- _待完成任务_
请找出下方列表中含有字符串“ridge”的每一行，并把这些行完整抄出，大小写须一致。

- _数据摘录_
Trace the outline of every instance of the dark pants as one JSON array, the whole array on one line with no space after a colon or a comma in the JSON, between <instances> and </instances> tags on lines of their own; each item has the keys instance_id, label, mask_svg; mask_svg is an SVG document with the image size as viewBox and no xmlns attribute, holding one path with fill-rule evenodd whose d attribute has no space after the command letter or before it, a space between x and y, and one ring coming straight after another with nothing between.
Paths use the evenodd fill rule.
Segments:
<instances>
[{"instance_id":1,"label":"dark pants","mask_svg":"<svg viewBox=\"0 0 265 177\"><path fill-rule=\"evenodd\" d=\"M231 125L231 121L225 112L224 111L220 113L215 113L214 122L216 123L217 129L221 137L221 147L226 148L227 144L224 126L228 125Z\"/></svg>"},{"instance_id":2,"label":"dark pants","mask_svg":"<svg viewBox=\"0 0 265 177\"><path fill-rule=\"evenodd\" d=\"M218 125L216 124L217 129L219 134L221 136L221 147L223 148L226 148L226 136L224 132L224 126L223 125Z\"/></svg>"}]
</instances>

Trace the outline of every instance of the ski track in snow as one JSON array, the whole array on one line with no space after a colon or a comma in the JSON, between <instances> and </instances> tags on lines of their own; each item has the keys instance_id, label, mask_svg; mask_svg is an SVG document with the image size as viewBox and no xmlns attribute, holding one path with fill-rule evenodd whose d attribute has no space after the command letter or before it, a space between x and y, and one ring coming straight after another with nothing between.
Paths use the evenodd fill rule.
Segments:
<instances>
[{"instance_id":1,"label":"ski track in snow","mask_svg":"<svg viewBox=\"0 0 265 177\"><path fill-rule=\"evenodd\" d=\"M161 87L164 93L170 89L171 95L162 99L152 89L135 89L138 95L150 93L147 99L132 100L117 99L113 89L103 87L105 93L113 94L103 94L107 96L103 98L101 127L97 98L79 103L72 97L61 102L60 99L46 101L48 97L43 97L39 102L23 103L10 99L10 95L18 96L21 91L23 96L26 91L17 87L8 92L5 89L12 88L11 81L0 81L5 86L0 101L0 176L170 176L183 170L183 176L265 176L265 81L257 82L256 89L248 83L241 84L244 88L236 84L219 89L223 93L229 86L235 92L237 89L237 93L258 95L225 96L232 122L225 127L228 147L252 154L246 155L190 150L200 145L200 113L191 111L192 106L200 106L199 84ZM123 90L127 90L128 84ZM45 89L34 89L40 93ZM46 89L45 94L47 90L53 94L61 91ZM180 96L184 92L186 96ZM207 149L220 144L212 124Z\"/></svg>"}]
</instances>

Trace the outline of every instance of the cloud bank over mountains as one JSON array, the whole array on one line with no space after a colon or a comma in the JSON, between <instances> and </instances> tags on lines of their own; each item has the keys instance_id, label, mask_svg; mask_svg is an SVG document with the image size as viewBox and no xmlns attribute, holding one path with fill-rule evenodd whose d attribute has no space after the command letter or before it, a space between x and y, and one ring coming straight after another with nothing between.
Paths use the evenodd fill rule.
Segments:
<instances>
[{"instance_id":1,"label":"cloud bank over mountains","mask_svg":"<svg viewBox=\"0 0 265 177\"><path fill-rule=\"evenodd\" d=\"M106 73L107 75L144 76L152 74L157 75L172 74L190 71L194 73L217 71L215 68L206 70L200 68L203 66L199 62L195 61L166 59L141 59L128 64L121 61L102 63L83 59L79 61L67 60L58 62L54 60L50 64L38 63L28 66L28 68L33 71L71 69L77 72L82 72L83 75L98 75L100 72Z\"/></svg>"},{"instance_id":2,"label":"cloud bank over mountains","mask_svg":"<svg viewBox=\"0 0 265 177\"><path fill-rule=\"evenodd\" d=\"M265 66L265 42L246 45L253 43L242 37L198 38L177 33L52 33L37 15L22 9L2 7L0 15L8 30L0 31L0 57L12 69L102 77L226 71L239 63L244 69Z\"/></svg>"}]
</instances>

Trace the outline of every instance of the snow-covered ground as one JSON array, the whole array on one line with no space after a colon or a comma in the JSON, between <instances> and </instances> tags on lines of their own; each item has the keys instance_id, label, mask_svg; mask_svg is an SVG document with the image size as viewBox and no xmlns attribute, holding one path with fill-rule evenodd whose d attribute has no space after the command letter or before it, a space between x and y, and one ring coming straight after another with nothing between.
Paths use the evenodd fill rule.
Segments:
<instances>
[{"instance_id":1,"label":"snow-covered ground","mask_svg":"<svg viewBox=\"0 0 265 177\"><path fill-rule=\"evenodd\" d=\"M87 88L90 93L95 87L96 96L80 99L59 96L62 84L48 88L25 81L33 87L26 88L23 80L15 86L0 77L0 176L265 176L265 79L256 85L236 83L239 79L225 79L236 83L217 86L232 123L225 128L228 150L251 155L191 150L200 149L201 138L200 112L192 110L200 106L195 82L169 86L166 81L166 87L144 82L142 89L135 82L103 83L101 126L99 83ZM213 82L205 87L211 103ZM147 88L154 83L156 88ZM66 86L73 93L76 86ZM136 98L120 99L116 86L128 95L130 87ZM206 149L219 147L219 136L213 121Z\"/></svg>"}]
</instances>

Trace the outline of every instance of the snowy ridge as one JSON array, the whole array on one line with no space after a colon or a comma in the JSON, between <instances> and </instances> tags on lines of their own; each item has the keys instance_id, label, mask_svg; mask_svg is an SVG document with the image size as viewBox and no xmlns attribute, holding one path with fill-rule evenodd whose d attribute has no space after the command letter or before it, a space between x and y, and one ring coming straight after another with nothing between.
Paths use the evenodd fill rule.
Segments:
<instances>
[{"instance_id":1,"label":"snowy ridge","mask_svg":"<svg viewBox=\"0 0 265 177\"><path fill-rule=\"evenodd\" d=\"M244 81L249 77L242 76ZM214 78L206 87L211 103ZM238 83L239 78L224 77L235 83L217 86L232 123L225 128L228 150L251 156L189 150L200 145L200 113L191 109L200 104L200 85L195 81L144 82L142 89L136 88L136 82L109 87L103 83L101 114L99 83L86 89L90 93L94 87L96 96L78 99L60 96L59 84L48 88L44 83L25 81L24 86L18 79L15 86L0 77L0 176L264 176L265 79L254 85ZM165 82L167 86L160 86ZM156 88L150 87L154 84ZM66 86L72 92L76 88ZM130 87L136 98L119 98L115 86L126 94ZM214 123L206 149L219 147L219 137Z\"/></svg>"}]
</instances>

- _预期答案_
Trace the outline of every instance of the snowy ridge as one JSON array, the whole array on one line with no space after a colon or a comma in the JSON, between <instances> and </instances> tags on lines of their own; each item has the keys instance_id, label, mask_svg; mask_svg is an SVG document with the image size as viewBox and no xmlns attribute, holding one path with fill-rule evenodd whose d attribute has no space after the command letter or before it, a space between x and y, and one ring coming straight after another with nothing between.
[{"instance_id":1,"label":"snowy ridge","mask_svg":"<svg viewBox=\"0 0 265 177\"><path fill-rule=\"evenodd\" d=\"M244 81L249 77L242 76ZM214 78L206 87L211 103ZM238 83L239 78L224 77L235 83L217 86L232 123L225 128L228 150L251 156L189 150L200 145L200 113L191 109L200 104L200 85L195 81L144 82L142 89L136 88L136 82L109 87L103 83L101 114L99 83L86 89L90 93L94 87L96 96L78 99L60 96L59 84L48 88L44 83L25 81L24 86L18 79L15 86L0 77L0 176L264 176L265 79L254 85ZM165 82L167 86L160 86ZM156 88L150 87L154 84ZM66 86L72 92L76 88ZM130 87L136 98L119 98L115 86L126 94ZM214 123L206 149L219 147L219 137Z\"/></svg>"}]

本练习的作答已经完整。